◆ **INSTRUÇÕES DO EXERCÍCIO**
Transcreva na íntegra a notícia sobre a denúncia contra quatro PMs em Niterói, reproduzindo cada palavra e sinal sem nenhuma alteração.

◆ **TRECHO DO DOCUMENTO**
•••••
Quatro policiais que participaram de operação em 2015 em Niterói vão a júri popular, acusados do homicídio de rapaz de 17 anos. Um dos PMs, sem saber, foi gravado por corregedoria supostamente confessando irregularidades na ação policial. MP denuncia 4 PMs por execução de menor no RJ
A investigação da morte de um suspeito uma operação da polícia em 2015 sofreu uma reviravolta depois que uma nova prova veio à tona. O inquérito, que inicialmente concluiu que a morte foi decorrente de um auto de resistência – ou seja, que o suspeito morreu em confronto com a polícia – acabou resultando em uma denúncia do Ministério Público contra quatro PMs por homicídio.
A reviravolta aconteceu depois que um dos policiais envolvidos foi gravado pela corregedoria e, segundo o MP, admitiu em conversas a uma namorada que a cena do crime foi adulterada e que o suspeito, um adolescente, não estava armado.
Na noite de 10 de fevereiro de 2015, policiais militares realizaram uma operação na Comunidade da Ciclovia, às margens da Lagoa de Piratininga, em Niterói. Os policiais disseram em depoimento na delegacia que foram recebidos a tiros pelos traficantes.
Houve confronto, um suspeito foi baleado e fugiu. De acordo com a versão dos PMs, o suspeito foi encontrado depois caído ao chão, sem se mexer, em uma beco da favela. Com ele, identificado como Erlan da Paixão Barros, de 17 anos, os PMs disseram que foram apreendidas uma pistola e uma mochila com um radiotransmissor e drogas. O caso foi registrado como homicídio decorrente de intervenção policial, ou seja, morte em confronto com a polícia.
•••••
◆ **Um bloco de dados**
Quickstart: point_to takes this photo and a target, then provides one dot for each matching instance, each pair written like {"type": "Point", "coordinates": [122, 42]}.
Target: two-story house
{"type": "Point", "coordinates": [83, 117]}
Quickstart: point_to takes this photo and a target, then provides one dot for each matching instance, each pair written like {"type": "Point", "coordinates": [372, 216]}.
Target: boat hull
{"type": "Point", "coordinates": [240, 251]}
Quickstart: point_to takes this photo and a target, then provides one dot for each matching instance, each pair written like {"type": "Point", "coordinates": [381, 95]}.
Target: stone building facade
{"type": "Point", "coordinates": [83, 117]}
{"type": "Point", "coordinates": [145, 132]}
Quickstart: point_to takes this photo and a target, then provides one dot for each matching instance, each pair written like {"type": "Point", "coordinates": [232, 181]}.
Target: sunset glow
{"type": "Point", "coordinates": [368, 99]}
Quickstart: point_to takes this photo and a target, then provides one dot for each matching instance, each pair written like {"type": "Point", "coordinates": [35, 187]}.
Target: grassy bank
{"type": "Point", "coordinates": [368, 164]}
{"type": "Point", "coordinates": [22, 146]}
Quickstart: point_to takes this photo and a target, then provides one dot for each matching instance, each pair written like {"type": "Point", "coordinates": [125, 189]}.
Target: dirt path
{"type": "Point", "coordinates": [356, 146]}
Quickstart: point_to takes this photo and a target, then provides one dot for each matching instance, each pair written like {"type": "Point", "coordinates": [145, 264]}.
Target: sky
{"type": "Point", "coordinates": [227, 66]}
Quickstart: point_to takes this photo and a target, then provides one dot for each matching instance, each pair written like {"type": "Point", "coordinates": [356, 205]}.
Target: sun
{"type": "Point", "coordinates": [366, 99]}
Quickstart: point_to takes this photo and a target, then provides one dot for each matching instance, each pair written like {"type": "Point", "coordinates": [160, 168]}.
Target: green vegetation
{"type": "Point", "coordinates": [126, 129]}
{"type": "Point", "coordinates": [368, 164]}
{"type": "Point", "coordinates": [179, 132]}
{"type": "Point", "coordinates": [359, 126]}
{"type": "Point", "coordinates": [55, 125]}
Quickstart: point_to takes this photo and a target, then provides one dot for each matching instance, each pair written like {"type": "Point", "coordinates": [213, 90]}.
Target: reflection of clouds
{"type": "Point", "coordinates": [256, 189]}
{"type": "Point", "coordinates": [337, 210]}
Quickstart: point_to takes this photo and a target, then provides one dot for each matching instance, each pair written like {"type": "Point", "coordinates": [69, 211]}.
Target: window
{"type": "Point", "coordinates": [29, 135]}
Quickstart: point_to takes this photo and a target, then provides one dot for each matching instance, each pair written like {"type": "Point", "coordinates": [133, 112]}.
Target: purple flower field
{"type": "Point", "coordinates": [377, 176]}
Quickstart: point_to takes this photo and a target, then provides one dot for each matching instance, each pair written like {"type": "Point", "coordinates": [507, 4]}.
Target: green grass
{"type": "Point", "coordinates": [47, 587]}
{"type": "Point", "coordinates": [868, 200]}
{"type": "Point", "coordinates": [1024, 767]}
•••••
◆ **RESPOSTA**
Quatro policiais que participaram de operação em 2015 em Niterói vão a júri popular, acusados do homicídio de rapaz de 17 anos. Um dos PMs, sem saber, foi gravado por corregedoria supostamente confessando irregularidades na ação policial. MP denuncia 4 PMs por execução de menor no RJ
A investigação da morte de um suspeito uma operação da polícia em 2015 sofreu uma reviravolta depois que uma nova prova veio à tona. O inquérito, que inicialmente concluiu que a morte foi decorrente de um auto de resistência – ou seja, que o suspeito morreu em confronto com a polícia – acabou resultando em uma denúncia do Ministério Público contra quatro PMs por homicídio.
A reviravolta aconteceu depois que um dos policiais envolvidos foi gravado pela corregedoria e, segundo o MP, admitiu em conversas a uma namorada que a cena do crime foi adulterada e que o suspeito, um adolescente, não estava armado.
Na noite de 10 de fevereiro de 2015, policiais militares realizaram uma operação na Comunidade da Ciclovia, às margens da Lagoa de Piratininga, em Niterói. Os policiais disseram em depoimento na delegacia que foram recebidos a tiros pelos traficantes.
Houve confronto, um suspeito foi baleado e fugiu. De acordo com a versão dos PMs, o suspeito foi encontrado depois caído ao chão, sem se mexer, em uma beco da favela. Com ele, identificado como Erlan da Paixão Barros, de 17 anos, os PMs disseram que foram apreendidas uma pistola e uma mochila com um radiotransmissor e drogas. O caso foi registrado como homicídio decorrente de intervenção policial, ou seja, morte em confronto com a polícia.